[Object detection data]
☆ ☆ ☆ ☆ ☆ ☆ ☆

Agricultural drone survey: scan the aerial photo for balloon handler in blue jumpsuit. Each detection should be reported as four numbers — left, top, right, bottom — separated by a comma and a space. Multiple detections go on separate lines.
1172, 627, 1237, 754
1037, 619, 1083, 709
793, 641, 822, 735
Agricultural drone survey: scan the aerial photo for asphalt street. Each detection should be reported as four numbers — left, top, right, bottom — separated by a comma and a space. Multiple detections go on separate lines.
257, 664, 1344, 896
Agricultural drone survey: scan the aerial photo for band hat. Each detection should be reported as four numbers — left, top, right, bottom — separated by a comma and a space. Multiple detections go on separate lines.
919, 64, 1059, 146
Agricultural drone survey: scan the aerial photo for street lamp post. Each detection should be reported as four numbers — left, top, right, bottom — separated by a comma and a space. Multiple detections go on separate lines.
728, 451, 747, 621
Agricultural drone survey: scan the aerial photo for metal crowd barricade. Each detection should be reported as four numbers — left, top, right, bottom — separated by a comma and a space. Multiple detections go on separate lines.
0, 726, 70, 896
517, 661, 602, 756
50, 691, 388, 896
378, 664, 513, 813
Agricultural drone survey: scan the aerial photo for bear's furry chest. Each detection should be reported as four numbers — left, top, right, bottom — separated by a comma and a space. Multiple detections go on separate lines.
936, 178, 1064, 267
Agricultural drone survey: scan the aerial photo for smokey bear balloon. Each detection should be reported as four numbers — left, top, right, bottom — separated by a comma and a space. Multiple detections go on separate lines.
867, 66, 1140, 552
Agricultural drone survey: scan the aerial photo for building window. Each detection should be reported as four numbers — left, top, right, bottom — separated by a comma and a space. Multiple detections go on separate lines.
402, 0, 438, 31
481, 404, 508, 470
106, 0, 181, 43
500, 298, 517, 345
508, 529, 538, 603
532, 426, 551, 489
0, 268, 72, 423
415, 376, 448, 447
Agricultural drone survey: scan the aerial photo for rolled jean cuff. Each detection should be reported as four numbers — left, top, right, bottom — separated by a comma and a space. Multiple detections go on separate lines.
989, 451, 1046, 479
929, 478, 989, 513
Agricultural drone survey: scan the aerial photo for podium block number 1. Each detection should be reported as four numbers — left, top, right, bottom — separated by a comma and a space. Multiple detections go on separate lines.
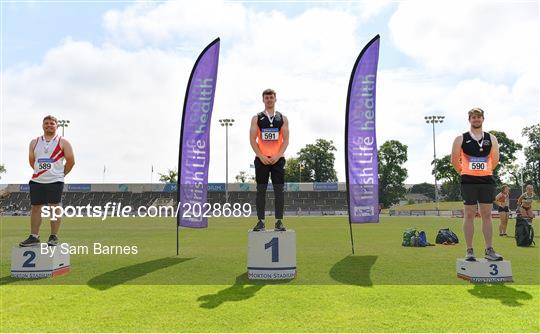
23, 251, 36, 268
489, 264, 499, 276
264, 237, 279, 262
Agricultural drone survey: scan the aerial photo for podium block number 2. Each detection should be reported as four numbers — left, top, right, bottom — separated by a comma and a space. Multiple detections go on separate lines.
23, 251, 36, 268
264, 238, 279, 262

☆ ☆ ☆ ☆ ☆ ☆ ☆

**EXERCISE**
Retype every one of the lines above word for word, omitting the pictures from your answer.

**ANSWER TO THIS TASK**
Agricultural drone survey: scan the aerial photo for balloon handler in blue jumpsuit. Each detection should be reported as four numbers — left, top, right, bottom — separated by a comma and a space. Multiple detections go on separate lines.
1172, 627, 1237, 754
1037, 619, 1083, 709
793, 641, 822, 735
Agricultural drone survey: scan the aerial photo for asphalt street. Each detection should be reported as four numbers — left, top, right, bottom — separated by a comma and a space. Multiple detections go on separate lines.
257, 664, 1344, 896
Agricultural drone survey: scan the aerial photo for band hat. Each detection should be reported as four numbers — left, top, right, bottom — separated by a comma and a space. Multiple detections go on separate lines.
919, 64, 1059, 146
Agricultural drone survey: scan the aerial photo for street lamp post. Each detection should be reported as four numbers — left, top, right, bottom — separated by a comma and a space. Multiple detections go on separate lines.
728, 451, 747, 621
Agricultural drone survey: scan the aerial photo for metal crowd barricade. Each detection should be reported as four numbers — left, top, right, bottom — separated by a comma and a space. Multiple detections go on separate lines.
0, 726, 70, 896
517, 661, 602, 756
50, 691, 388, 896
378, 664, 513, 813
Agricultural drone survey: scan the aerial photo for bear's furry chest. Each detection should be reported as four numbers — left, top, right, bottom — separated by a comma and a space. Multiple detections go on separate lines.
936, 178, 1064, 267
Agricultural drone survey: scan the aerial photo for smokey bear balloon. Each detection should be reported as four numbers — left, top, right, bottom — separated by a comma and a space. Multiple detections go on separate lines.
867, 66, 1140, 552
Agricultural drone survey: scan the aerial photo for building window. Each detection should be reported as four numbers — left, top, right, bottom — separated by a comma and a space. Multiple detections go on separate lines.
402, 0, 438, 31
481, 404, 508, 470
106, 0, 181, 43
500, 298, 517, 345
508, 529, 538, 603
532, 426, 551, 489
0, 268, 72, 423
415, 376, 448, 447
Agricultural drone survey: scan the aerial photo for rolled jean cuff. Each detection should be reported as four numbers — left, top, right, bottom — separated by a comma and a space. Multiple detections go on separate lines.
989, 451, 1046, 479
929, 478, 989, 513
Agricultural drone survey: scan the aerial photo for podium block number 1. Each detection should be reported as four numbers — left, top, right, bottom — separated by a comma and a space. Multiple detections go on separate lines.
23, 251, 36, 268
489, 264, 499, 276
264, 237, 279, 262
Agricultural drone survey: scan the aerial photo for podium block number 2. Each detection should be reported as four numbers — left, top, right, bottom — separated by a comma and a space. Multiple detections go on separate lines.
23, 251, 36, 268
264, 238, 279, 262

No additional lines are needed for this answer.